TO DO: Copy the passage of the grub2 .cfg file guide starting at "If you select" and ending at "the /_ISO/WINDOWS/WIN10 folder.", swapping "entry" for "option".

DOCUMENT SECTION:

If you select the .cfg file and then select the 'File Info' menu entry you can see what pre-defined grub2 variables are available. For instance $grubfm_device will be name of the device+partition and $grubfm_dir will be the directory, so you can use (${grubfm_device})${grubfm_dir}fred.iso which will be equivalent to (hd0,msdos1)/_ISO/LINUX/fred.iso (for example). You will however need to 'hard-code' the name of the file (e.g. fred.iso) that you want to boot.
 
(hd0,msdos1) = first partition
(hd0,msdos2) = second partition
 
.cfg files can be directly loaded as a grub2 menu - therefore the .cfg file can be placed anywhere and can boot any file with any extension.
 
 
Example .cfg files
Navigate to the .cfg file (choose the 'Open as Grub2 Menu' entry if required)...
 
Open agFM at the /_ISO/WINDOWS/WIN10 folder.
grubfm "(hd0,msdos1)/_ISO/WINDOWS/WIN10/"
 
Open agFM and select a specific file.
grubfm_open "(hd0,msdos1)/_ISO/WINDOWS/WIN10/Windows10x64UK_Oct_2018.iso"
 
 

Example Windows 10 x64.cfg menu file:

(This example can be placed anywhere on same partition as ISO and XML file).
 
menuentry "Install Windows 10 1909 x64 Pro Eng" --class=nt6 {
    set "XML=(${grubfm_device})/_ISO/WINDOWS/WIN10/Windows 10 Pro (no prompt to repair).xml"
    set "ISO=(${grubfm_device})/_ISO/WINDOWS/WIN10/Windows10_1909_x64_English_MS.iso"
    set "grubfm_file=${ISO}"
    source (memdisk)/boot/grubfm/rules/iso/win.sh
    win_isoboot "(loop)/sources/boot.wim"  "${XML}"
}
 
 

Example .cfg file for Ubuntu .isopersist file with persistence

 
#Ubuntu x64 iso boot with persistence
#No spaces in filename
#Place this .cfg file in the same partition as the .iso file (any folder)
#Assumes persistent file is in root of E2B partition
#ISO file is in \_ISO\LINUX folder
 
# Only show menu if 64-bit CPU:
if [ "$CPU" == "64" ] ; then
menuentry "Ubuntu 64-bit with persistence" --unrestricted --class ubuntu {
# WARNING: partnew will write a new partition entry
   set "grubfm_per=(${grubfm_device})/ubuntu-18.04.3-desktop-amd64-rw"

RECORD SET:
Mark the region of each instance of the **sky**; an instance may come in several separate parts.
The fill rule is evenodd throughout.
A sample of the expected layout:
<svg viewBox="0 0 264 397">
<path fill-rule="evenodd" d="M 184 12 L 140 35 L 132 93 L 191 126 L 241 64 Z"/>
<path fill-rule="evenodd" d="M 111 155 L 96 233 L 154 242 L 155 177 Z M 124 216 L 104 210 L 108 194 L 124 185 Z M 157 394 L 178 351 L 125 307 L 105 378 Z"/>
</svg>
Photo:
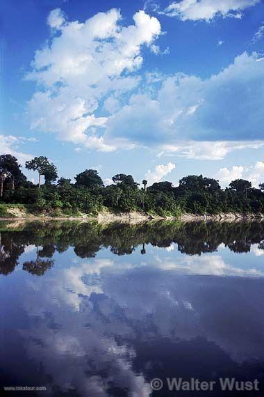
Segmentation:
<svg viewBox="0 0 264 397">
<path fill-rule="evenodd" d="M 0 49 L 0 154 L 264 182 L 263 0 L 1 0 Z"/>
</svg>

ANSWER FOR THE TASK:
If you select the .cfg file and then select the 'File Info' menu option you can see what pre-defined grub2 variables are available. For instance $grubfm_device will be name of the device+partition and $grubfm_dir will be the directory, so you can use (${grubfm_device})${grubfm_dir}fred.iso which will be equivalent to (hd0,msdos1)/_ISO/LINUX/fred.iso (for example). You will however need to 'hard-code' the name of the file (e.g. fred.iso) that you want to boot.
 
(hd0,msdos1) = first partition
(hd0,msdos2) = second partition
 
.cfg files can be directly loaded as a grub2 menu - therefore the .cfg file can be placed anywhere and can boot any file with any extension.
 
 
Example .cfg files
Navigate to the .cfg file (choose the 'Open as Grub2 Menu' option if required)...
 
Open agFM at the /_ISO/WINDOWS/WIN10 folder.